* OBJECTIVE
Return every line below that contains the word "brown". Case counts.

::::::

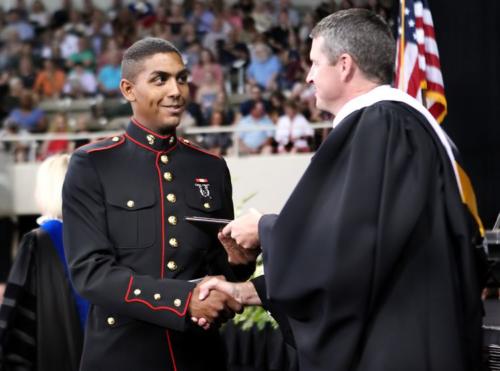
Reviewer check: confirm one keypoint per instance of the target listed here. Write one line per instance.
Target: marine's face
(160, 92)
(325, 77)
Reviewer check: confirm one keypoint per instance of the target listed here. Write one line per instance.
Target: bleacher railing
(33, 141)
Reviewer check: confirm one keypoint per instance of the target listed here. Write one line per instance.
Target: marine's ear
(347, 67)
(127, 89)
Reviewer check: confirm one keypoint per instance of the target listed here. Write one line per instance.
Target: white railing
(35, 139)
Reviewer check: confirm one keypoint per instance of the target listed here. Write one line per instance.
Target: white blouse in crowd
(295, 130)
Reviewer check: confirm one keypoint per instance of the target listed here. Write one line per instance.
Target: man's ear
(127, 89)
(347, 67)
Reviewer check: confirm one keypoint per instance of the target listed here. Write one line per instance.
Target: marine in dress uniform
(130, 251)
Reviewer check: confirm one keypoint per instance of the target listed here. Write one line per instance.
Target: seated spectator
(26, 72)
(85, 55)
(264, 67)
(18, 149)
(38, 15)
(255, 96)
(81, 127)
(80, 82)
(277, 36)
(201, 17)
(189, 36)
(50, 81)
(109, 75)
(42, 316)
(293, 131)
(217, 35)
(11, 89)
(27, 115)
(176, 19)
(206, 64)
(217, 143)
(277, 102)
(17, 23)
(58, 125)
(206, 95)
(256, 141)
(263, 16)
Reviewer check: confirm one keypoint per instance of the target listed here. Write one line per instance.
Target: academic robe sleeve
(278, 314)
(331, 254)
(96, 273)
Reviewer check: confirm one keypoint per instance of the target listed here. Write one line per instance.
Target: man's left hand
(245, 230)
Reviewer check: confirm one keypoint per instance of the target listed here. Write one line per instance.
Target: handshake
(215, 300)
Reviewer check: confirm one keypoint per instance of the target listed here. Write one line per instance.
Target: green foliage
(255, 315)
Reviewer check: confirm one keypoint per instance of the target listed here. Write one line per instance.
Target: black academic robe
(39, 324)
(371, 259)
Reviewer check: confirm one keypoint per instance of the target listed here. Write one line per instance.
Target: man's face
(160, 92)
(325, 77)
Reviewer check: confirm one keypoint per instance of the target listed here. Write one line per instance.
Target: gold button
(168, 176)
(172, 265)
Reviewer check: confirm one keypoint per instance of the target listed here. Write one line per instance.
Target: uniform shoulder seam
(188, 144)
(96, 146)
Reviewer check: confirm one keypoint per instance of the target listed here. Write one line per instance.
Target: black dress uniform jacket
(371, 261)
(132, 254)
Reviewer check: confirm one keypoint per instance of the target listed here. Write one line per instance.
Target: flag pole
(402, 46)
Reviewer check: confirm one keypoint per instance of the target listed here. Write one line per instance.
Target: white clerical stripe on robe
(387, 93)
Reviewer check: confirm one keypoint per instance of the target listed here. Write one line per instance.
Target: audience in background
(42, 316)
(293, 131)
(253, 141)
(238, 54)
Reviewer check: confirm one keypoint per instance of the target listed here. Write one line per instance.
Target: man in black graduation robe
(371, 261)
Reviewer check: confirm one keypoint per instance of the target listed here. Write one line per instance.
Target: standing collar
(148, 139)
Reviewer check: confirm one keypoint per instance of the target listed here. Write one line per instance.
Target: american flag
(418, 71)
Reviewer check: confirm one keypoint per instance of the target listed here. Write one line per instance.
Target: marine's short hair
(362, 34)
(48, 185)
(135, 55)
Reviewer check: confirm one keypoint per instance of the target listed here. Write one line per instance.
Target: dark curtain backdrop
(468, 38)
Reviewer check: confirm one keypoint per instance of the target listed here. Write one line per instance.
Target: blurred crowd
(256, 50)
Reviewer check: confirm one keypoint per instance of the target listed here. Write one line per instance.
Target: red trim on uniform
(137, 123)
(149, 148)
(162, 203)
(151, 306)
(171, 350)
(182, 140)
(140, 144)
(121, 141)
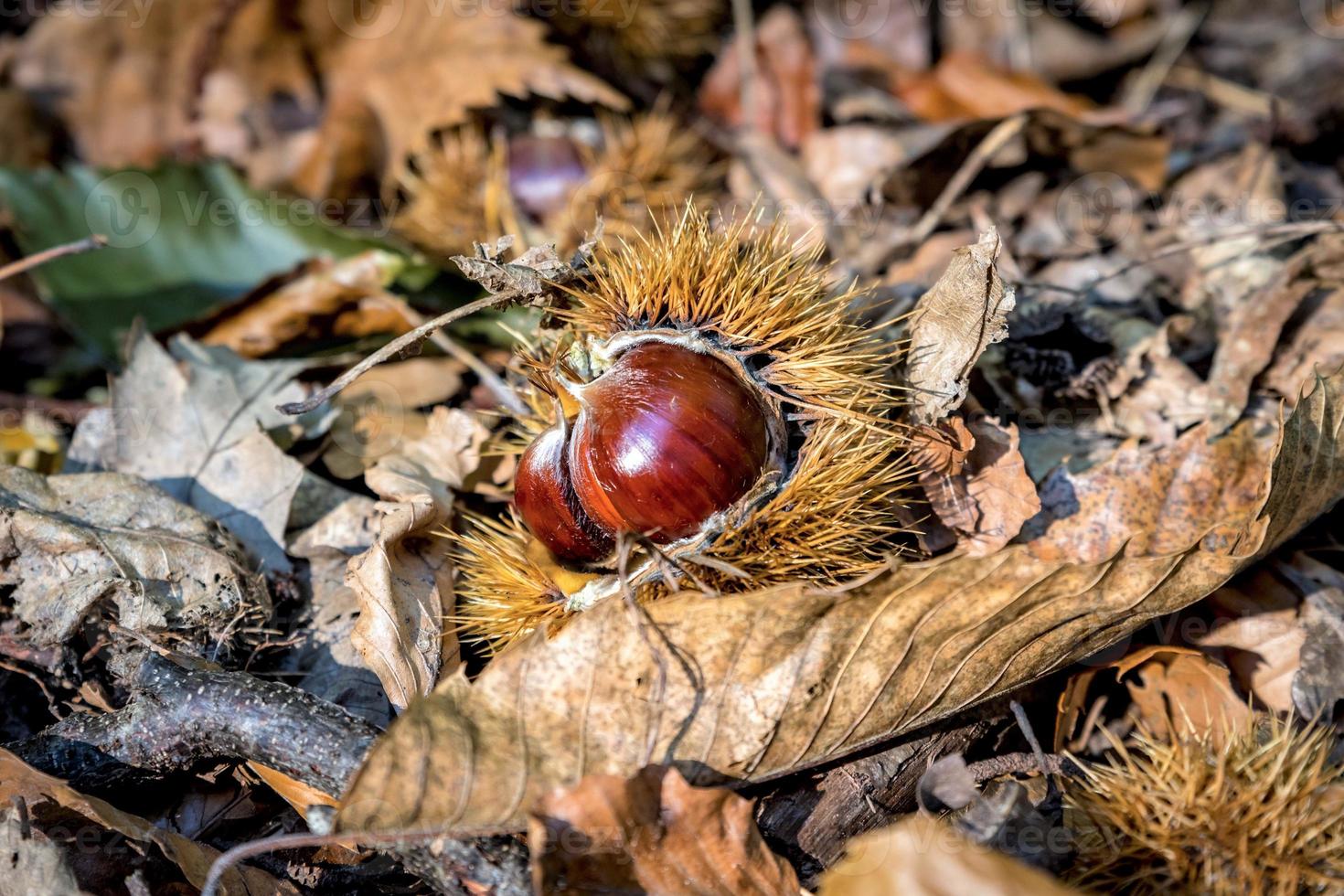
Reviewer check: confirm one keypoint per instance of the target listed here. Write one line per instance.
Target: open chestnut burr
(705, 414)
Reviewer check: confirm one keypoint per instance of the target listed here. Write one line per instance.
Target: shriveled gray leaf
(526, 275)
(326, 660)
(69, 541)
(788, 677)
(1318, 683)
(34, 863)
(197, 432)
(952, 325)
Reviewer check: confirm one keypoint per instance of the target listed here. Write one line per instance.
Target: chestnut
(664, 438)
(545, 497)
(543, 171)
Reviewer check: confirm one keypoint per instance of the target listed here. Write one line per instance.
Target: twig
(208, 53)
(1020, 762)
(743, 23)
(1024, 723)
(971, 168)
(1143, 89)
(77, 248)
(405, 842)
(180, 716)
(489, 379)
(403, 343)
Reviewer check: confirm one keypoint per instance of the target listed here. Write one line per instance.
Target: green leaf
(183, 240)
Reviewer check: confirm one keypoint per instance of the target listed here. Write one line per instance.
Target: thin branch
(503, 392)
(77, 248)
(743, 23)
(971, 168)
(400, 346)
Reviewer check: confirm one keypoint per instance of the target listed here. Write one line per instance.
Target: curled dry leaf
(405, 579)
(755, 686)
(1258, 633)
(397, 78)
(39, 792)
(976, 483)
(652, 833)
(527, 274)
(37, 864)
(197, 432)
(964, 314)
(786, 88)
(328, 661)
(923, 856)
(273, 320)
(1181, 693)
(123, 80)
(69, 541)
(964, 85)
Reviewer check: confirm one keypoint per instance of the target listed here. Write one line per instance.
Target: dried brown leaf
(1152, 501)
(652, 833)
(953, 324)
(405, 579)
(273, 320)
(197, 430)
(123, 80)
(923, 856)
(964, 85)
(977, 484)
(755, 686)
(19, 781)
(1181, 693)
(400, 74)
(788, 88)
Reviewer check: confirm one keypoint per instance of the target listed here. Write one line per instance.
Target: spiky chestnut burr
(664, 440)
(827, 503)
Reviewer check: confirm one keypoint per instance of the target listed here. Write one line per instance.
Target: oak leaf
(405, 581)
(977, 484)
(964, 314)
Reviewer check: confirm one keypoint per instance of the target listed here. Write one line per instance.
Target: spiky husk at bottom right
(1261, 815)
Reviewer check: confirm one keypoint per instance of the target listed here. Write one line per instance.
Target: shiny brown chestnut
(545, 497)
(664, 440)
(543, 171)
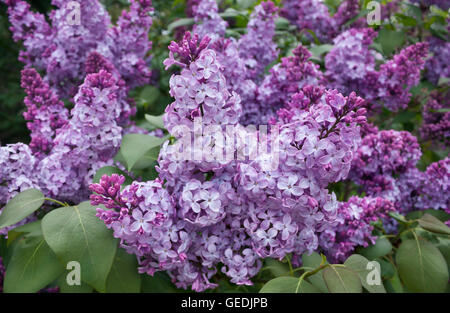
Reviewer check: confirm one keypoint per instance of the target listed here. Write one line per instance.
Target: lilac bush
(259, 138)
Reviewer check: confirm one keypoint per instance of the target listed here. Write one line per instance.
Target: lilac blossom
(256, 47)
(207, 18)
(435, 124)
(62, 47)
(45, 112)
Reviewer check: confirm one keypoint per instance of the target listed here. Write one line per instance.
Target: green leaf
(381, 247)
(288, 285)
(433, 225)
(149, 95)
(124, 276)
(65, 288)
(406, 20)
(421, 266)
(76, 234)
(186, 21)
(21, 206)
(135, 146)
(32, 266)
(341, 280)
(390, 40)
(157, 283)
(276, 267)
(156, 121)
(358, 263)
(444, 247)
(394, 284)
(313, 261)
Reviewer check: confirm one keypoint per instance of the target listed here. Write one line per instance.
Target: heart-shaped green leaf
(32, 266)
(76, 234)
(21, 206)
(124, 276)
(421, 266)
(288, 285)
(341, 280)
(433, 225)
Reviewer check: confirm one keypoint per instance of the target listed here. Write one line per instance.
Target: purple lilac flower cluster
(66, 148)
(354, 226)
(284, 80)
(200, 91)
(256, 47)
(443, 4)
(401, 73)
(45, 112)
(85, 142)
(436, 124)
(438, 66)
(383, 156)
(201, 213)
(385, 166)
(350, 65)
(310, 15)
(62, 47)
(207, 18)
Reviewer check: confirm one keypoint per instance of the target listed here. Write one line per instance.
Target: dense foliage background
(414, 257)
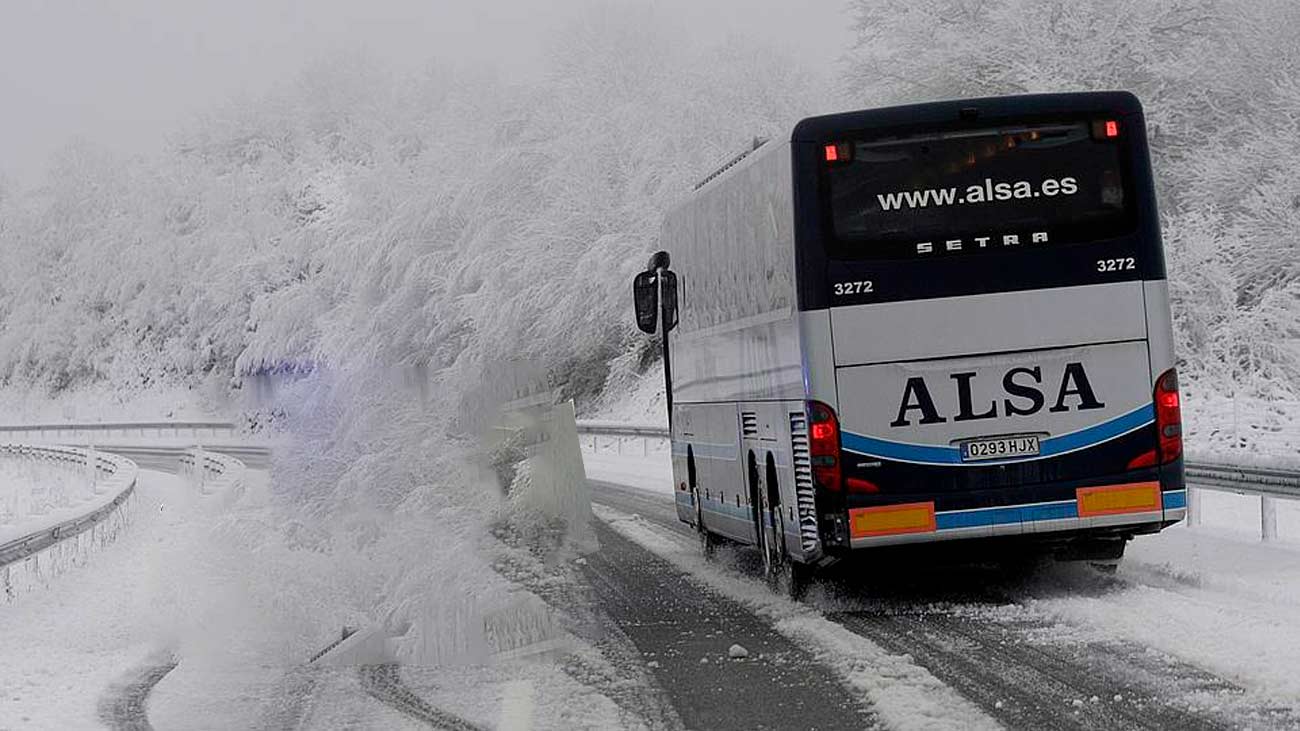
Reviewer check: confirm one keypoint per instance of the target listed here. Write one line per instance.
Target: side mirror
(645, 293)
(670, 299)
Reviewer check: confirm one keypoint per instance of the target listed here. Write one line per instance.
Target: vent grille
(804, 492)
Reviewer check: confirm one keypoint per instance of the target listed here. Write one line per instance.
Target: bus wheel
(784, 575)
(707, 541)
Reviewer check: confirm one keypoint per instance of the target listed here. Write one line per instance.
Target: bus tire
(707, 541)
(784, 575)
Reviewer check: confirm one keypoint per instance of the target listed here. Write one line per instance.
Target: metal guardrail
(121, 427)
(111, 465)
(83, 433)
(1251, 480)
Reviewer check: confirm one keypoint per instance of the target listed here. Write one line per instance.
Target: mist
(124, 74)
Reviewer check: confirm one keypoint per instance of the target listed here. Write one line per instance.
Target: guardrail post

::::::

* FINISHED TASK
Target: dried brown leaf
Target: shiny brown chestnut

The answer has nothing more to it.